* _Exercise task_
Find every line in the entries below that contains the word "compound" and copy each one out, matching case exactly.

Excerpts of location labeling data:

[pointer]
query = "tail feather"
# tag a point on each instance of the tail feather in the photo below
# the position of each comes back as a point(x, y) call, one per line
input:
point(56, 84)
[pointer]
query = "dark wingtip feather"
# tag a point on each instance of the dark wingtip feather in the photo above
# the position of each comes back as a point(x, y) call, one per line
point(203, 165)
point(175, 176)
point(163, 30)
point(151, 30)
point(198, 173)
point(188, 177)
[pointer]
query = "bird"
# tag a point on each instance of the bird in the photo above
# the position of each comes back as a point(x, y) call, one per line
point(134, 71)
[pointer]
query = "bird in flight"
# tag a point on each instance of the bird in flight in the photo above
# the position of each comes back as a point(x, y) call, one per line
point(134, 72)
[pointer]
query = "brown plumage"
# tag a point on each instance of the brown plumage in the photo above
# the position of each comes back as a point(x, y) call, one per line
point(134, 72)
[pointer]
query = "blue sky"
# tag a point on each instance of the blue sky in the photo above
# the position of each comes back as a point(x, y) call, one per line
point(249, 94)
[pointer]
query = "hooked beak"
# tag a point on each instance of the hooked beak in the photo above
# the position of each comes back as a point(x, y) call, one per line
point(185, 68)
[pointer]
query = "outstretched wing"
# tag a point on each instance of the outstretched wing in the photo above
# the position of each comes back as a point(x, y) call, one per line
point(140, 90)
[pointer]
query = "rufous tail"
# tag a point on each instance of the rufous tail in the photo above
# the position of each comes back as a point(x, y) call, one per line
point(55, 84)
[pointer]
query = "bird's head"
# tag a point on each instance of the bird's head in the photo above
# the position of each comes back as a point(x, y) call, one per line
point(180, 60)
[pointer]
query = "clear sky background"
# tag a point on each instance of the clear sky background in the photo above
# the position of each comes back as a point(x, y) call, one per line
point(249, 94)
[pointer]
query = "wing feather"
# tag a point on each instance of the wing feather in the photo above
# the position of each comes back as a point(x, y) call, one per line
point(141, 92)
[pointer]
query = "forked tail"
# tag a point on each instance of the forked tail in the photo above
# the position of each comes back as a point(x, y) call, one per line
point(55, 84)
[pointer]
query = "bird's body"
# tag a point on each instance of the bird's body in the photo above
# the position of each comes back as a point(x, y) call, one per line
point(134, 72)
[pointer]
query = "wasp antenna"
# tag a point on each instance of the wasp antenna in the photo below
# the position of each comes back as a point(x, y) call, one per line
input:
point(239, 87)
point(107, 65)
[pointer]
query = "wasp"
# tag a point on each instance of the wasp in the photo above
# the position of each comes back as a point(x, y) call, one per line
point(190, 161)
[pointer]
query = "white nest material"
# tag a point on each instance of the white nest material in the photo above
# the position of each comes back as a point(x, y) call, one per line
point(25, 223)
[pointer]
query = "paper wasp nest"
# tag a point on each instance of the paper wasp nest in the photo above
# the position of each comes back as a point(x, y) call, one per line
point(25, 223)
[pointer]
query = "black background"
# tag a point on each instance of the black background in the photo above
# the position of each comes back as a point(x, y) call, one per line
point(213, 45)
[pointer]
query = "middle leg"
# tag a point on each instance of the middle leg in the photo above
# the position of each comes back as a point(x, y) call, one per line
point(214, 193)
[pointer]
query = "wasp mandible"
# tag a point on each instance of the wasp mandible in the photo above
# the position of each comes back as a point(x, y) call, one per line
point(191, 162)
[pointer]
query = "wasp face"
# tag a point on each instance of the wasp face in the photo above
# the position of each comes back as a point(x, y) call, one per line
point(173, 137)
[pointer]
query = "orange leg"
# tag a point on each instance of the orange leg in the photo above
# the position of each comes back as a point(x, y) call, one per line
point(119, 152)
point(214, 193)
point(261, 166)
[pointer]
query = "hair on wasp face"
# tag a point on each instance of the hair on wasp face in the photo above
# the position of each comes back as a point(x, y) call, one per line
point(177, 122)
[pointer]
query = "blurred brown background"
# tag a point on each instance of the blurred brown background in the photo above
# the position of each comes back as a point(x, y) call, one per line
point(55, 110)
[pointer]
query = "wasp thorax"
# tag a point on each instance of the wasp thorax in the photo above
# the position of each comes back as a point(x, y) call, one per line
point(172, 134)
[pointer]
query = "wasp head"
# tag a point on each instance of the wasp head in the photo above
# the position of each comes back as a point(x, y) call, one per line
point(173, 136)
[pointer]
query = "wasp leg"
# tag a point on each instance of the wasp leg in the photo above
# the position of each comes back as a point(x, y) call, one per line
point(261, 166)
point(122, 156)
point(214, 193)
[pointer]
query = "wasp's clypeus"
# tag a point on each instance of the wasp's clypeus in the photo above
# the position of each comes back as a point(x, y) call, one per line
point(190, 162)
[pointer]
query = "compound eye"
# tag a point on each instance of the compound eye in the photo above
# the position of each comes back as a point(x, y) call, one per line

* _Answer to the exercise_
query = "compound eye"
# tag a point on each instance of the compound eye in the photo above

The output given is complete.